__Data lines__:
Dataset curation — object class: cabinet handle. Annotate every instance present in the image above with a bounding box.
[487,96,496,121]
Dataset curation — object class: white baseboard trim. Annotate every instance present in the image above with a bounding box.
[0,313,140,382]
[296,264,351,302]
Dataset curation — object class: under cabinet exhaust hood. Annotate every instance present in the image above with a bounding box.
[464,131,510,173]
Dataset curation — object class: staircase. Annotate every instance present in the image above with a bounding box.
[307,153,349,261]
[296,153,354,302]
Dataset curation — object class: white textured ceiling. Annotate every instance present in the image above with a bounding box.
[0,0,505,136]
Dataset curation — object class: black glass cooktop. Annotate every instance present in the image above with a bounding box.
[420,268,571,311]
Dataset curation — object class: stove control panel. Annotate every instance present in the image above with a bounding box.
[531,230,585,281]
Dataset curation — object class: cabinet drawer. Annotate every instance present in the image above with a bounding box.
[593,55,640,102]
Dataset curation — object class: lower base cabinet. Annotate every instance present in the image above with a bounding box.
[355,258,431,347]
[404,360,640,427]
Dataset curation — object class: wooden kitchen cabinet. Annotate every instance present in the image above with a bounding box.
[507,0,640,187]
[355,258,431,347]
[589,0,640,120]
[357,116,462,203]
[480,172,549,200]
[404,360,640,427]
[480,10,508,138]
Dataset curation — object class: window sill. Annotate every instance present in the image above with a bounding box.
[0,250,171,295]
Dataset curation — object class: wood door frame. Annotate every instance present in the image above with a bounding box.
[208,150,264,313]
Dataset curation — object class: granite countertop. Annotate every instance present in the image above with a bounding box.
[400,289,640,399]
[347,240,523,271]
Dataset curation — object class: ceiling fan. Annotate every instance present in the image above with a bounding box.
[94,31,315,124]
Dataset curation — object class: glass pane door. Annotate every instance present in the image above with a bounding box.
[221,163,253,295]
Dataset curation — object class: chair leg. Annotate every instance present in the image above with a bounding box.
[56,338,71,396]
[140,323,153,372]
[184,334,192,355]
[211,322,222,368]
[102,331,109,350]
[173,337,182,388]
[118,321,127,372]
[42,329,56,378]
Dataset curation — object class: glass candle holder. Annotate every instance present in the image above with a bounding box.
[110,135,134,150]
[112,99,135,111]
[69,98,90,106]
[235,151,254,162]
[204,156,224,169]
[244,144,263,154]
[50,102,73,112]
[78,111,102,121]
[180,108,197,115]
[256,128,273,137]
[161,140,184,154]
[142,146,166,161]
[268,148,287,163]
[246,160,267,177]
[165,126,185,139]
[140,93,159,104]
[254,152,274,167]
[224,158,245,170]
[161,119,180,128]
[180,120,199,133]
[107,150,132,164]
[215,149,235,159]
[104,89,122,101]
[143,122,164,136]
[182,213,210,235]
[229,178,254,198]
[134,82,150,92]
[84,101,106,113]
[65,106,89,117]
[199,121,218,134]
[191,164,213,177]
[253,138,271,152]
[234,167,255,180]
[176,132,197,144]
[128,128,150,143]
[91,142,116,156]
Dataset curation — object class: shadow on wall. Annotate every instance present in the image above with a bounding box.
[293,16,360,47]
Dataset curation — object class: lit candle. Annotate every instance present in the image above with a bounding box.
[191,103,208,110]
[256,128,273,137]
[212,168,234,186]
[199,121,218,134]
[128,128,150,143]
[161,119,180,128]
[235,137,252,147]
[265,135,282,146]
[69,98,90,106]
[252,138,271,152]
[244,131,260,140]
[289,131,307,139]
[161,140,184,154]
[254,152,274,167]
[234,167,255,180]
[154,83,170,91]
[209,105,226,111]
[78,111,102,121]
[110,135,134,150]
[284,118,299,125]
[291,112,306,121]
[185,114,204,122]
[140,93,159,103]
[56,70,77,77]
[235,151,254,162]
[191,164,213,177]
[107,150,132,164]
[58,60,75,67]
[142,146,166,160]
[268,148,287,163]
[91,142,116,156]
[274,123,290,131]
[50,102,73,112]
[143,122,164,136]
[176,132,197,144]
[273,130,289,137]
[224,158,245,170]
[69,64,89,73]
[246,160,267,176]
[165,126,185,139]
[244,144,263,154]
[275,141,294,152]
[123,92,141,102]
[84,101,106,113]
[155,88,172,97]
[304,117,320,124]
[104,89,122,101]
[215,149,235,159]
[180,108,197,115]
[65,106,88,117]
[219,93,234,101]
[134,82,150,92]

__Goal of the exercise__: Can you reproduce each of the lines above word for word, in the same order, with nothing added or left out?

__Answer__:
Dataset curation — object class: cabinet handle. Annotate every instance present in the image above with a bounding box.
[487,96,496,121]
Dataset curation — object class: white baseboard trim. Annotate every instance present in the image above with a bounding box.
[0,313,140,382]
[296,264,351,302]
Dataset curation — object class: under cabinet exhaust hood. Annotate every instance present in the image above with a bounding box.
[464,131,510,173]
Dataset curation — object class: staircase. Annotate every instance present in the image above with a bounding box.
[307,153,349,261]
[296,153,354,302]
Dataset curation — object class: white textured ceiling. Annotate every instance present in the image above with a bounding box.
[0,0,505,136]
Dataset curation — object class: black glass cooktop. Annotate every instance present in the image above with a bounding box.
[420,268,571,311]
Dataset curation — object class: stove control panel. Annotate every instance present in the image above with a bounding box.
[531,230,585,281]
Dataset curation — object class: cabinet drawer. Annotate every instance present in the image above with a bounding box.
[593,55,640,102]
Dataset curation — object class: lower base cabinet. Annotate every instance present in the image above with a bounding box.
[355,258,431,347]
[404,360,640,427]
Dataset curation — object class: wooden kitchen cabinet. Annotate every instance present in the image above with a bounding box.
[507,0,640,187]
[355,258,431,347]
[589,0,640,120]
[357,116,462,203]
[480,172,549,200]
[404,360,640,427]
[480,10,508,138]
Dataset curation — object class: window sill. Annotate every instance present in the image above with a bounding box.
[0,250,171,295]
Dataset curation — object class: wood door frame. Annotate every instance present in the image above with a bounding box.
[208,150,264,313]
Dataset curation — object class: granite countertop. Annotate every instance present in the image above with a bounding box.
[400,289,640,399]
[347,240,523,271]
Dataset curation — object class: ceiling fan. Annotate every instance present in the image above with a bounding box.
[94,31,315,124]
Dataset curation — object class: glass pane door. Annotate every instance present in the image above with a bounding box.
[221,163,253,295]
Dataset curation — object class: chair leg. Annotate every instance present in the image above with a bounding box.
[56,338,71,396]
[140,323,153,372]
[184,334,192,355]
[211,322,222,368]
[102,331,109,350]
[173,337,182,388]
[118,321,127,372]
[42,329,56,378]
Dataset curation — object class: glass candle holder. Annotate every instance present in the image above with a bounding box.
[110,135,134,150]
[112,99,135,111]
[69,98,90,106]
[235,151,254,162]
[204,156,224,169]
[244,144,263,154]
[50,102,73,112]
[78,111,102,121]
[180,108,197,115]
[256,128,273,137]
[161,140,184,154]
[142,146,166,161]
[268,148,287,163]
[246,160,267,177]
[165,126,185,139]
[140,93,159,104]
[254,152,274,167]
[224,158,245,170]
[161,119,180,128]
[180,120,199,133]
[107,150,132,164]
[215,149,235,159]
[104,89,122,101]
[143,122,164,136]
[182,213,210,235]
[229,178,254,198]
[134,82,150,92]
[84,101,106,113]
[65,106,89,117]
[199,121,218,134]
[191,164,213,177]
[253,138,271,152]
[234,167,255,180]
[176,132,197,144]
[128,128,150,143]
[91,142,116,156]
Dataset curation — object class: shadow on wall. Annotate every instance present in the image above with a bounding box.
[293,16,360,47]
Dataset curation — object class: lit candle. Annotate every instance present in the image above with a bounding box.
[191,103,208,110]
[256,128,273,137]
[212,168,234,186]
[199,121,218,134]
[128,128,150,143]
[161,119,180,128]
[235,137,252,147]
[265,135,282,146]
[69,98,90,106]
[252,138,271,152]
[244,131,260,140]
[289,131,307,139]
[161,140,184,154]
[254,152,274,167]
[234,167,255,180]
[154,83,170,91]
[209,105,226,111]
[78,111,102,121]
[110,135,134,150]
[284,118,299,125]
[291,112,306,121]
[185,114,204,122]
[140,93,159,103]
[56,70,77,77]
[235,151,254,162]
[191,164,213,177]
[107,150,132,164]
[58,60,75,67]
[142,146,166,160]
[268,148,287,163]
[91,142,116,156]
[274,123,290,131]
[50,102,73,112]
[143,122,164,136]
[176,132,197,144]
[273,130,289,137]
[224,158,245,170]
[69,64,89,73]
[246,160,267,176]
[165,126,185,139]
[244,144,263,154]
[275,141,294,152]
[123,92,141,102]
[84,101,106,113]
[155,88,172,97]
[304,117,320,124]
[104,89,122,101]
[215,149,235,159]
[180,108,197,115]
[65,106,88,117]
[219,93,234,101]
[134,82,150,92]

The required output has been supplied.